What you should do: In the entries below, find the lines that contain the word "jacket" and copy them.

[Data excerpts]
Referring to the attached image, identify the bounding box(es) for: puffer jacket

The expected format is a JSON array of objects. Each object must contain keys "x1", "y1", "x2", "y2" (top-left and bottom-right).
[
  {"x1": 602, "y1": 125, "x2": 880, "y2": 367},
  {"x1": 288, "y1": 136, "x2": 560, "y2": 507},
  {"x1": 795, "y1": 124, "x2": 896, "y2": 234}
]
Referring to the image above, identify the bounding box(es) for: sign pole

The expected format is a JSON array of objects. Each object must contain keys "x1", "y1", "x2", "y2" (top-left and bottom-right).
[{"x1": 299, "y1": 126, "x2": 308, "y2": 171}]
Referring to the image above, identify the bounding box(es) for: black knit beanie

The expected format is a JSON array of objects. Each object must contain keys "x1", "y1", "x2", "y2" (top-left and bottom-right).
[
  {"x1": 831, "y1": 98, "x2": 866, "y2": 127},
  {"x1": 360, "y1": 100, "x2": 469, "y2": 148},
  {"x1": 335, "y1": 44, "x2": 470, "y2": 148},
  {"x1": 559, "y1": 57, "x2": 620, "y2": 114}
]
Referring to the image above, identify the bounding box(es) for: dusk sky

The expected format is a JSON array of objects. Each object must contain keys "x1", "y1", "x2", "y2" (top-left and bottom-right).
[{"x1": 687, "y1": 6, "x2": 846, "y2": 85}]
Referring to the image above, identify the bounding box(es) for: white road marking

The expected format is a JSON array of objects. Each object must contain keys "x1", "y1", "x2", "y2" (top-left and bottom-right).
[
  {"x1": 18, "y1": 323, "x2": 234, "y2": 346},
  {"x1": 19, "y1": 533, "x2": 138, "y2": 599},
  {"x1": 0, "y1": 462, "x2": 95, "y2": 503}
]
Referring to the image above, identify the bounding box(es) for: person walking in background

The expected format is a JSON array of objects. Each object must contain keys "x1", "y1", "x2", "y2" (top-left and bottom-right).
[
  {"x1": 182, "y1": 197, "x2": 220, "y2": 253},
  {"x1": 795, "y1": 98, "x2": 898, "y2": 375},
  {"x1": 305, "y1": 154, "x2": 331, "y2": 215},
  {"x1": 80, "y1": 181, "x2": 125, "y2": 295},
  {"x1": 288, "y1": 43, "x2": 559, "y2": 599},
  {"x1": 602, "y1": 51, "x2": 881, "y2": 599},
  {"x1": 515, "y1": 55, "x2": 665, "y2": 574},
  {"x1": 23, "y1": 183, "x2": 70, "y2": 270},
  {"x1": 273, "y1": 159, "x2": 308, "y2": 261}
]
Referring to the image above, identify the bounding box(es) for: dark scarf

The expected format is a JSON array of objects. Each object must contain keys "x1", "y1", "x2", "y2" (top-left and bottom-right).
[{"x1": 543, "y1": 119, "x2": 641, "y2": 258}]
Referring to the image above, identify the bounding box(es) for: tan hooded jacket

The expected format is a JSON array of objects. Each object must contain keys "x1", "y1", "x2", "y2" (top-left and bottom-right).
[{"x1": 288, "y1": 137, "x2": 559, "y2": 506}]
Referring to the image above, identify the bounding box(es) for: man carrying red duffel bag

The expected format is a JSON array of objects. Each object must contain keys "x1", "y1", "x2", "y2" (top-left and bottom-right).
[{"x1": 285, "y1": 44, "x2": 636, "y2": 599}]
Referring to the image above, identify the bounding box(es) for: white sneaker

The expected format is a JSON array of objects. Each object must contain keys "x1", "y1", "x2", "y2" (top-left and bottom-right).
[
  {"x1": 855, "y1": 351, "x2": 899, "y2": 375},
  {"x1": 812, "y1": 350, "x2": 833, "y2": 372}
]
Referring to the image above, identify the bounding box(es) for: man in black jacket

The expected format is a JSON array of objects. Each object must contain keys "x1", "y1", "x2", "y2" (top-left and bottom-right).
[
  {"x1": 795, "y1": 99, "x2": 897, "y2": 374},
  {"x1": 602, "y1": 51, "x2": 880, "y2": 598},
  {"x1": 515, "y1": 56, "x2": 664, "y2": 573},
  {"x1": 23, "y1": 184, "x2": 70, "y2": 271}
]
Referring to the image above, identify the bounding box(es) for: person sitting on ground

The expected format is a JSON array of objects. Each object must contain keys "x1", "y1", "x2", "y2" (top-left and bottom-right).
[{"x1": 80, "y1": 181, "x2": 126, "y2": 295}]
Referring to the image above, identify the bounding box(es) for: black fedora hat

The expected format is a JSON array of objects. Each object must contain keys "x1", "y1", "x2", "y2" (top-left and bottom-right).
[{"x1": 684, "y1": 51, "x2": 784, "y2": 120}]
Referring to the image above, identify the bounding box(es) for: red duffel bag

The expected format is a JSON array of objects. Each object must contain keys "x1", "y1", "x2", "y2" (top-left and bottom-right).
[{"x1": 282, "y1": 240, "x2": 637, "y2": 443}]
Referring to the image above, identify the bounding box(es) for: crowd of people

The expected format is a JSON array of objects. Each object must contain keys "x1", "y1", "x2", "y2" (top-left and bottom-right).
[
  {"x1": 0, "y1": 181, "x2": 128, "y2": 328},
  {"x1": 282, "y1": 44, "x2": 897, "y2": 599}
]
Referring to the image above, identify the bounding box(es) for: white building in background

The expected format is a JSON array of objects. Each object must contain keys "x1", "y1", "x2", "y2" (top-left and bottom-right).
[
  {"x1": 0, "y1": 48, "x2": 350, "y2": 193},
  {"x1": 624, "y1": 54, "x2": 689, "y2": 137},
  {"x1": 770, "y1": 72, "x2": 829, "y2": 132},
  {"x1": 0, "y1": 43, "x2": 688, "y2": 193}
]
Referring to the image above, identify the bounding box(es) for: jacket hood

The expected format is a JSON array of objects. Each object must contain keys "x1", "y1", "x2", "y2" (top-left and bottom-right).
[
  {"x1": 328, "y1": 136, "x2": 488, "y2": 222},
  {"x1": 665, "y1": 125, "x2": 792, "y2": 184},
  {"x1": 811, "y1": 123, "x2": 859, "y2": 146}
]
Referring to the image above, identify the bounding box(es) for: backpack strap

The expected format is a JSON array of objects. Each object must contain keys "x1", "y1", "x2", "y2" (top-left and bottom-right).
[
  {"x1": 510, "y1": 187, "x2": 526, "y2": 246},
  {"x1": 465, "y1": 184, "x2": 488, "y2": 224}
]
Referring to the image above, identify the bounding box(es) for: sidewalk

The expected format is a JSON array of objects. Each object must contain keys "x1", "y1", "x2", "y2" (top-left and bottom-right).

Task output:
Referring to the attached image, identify the bounding box(es) for: puffer jacket
Referring to the image above, identify the bounding box(es) for: tan hooded jacket
Referring to the image above, identify the bounding box(es) for: man in black jacket
Referring to the image above, identify the bounding box(es) for: jacket hood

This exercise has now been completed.